Convert every line of the records below into a Markdown table with the columns Row and Line, numbering the rows and skipping blank lines. Leave the pictures out of the answer.

START RECORDED DATA

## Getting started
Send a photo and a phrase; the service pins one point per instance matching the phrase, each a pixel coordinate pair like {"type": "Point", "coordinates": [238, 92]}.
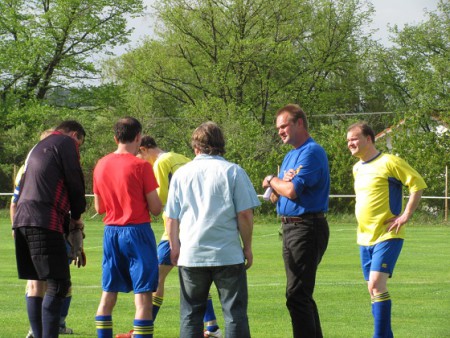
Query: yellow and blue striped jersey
{"type": "Point", "coordinates": [378, 187]}
{"type": "Point", "coordinates": [164, 168]}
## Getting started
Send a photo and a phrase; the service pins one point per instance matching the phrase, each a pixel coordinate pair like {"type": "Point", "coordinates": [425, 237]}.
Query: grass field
{"type": "Point", "coordinates": [420, 288]}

END RECORDED DATA

• _THE RESULT_:
| Row | Line |
|---|---|
| 1 | ## Getting started |
| 2 | Send a photo and a phrase; the service pins one point per instance matching the phrase, each a pixel coordinate pair like {"type": "Point", "coordinates": [238, 92]}. |
| 3 | Query: yellow and blue striped jersey |
| 4 | {"type": "Point", "coordinates": [378, 187]} |
| 5 | {"type": "Point", "coordinates": [164, 168]} |
| 6 | ## Getting started |
| 7 | Send a photo and a phrase; the service pins one point per instance matching the phrase, each a pixel coordinate pair like {"type": "Point", "coordinates": [425, 237]}. |
| 8 | Query: grass field |
| 9 | {"type": "Point", "coordinates": [420, 288]} |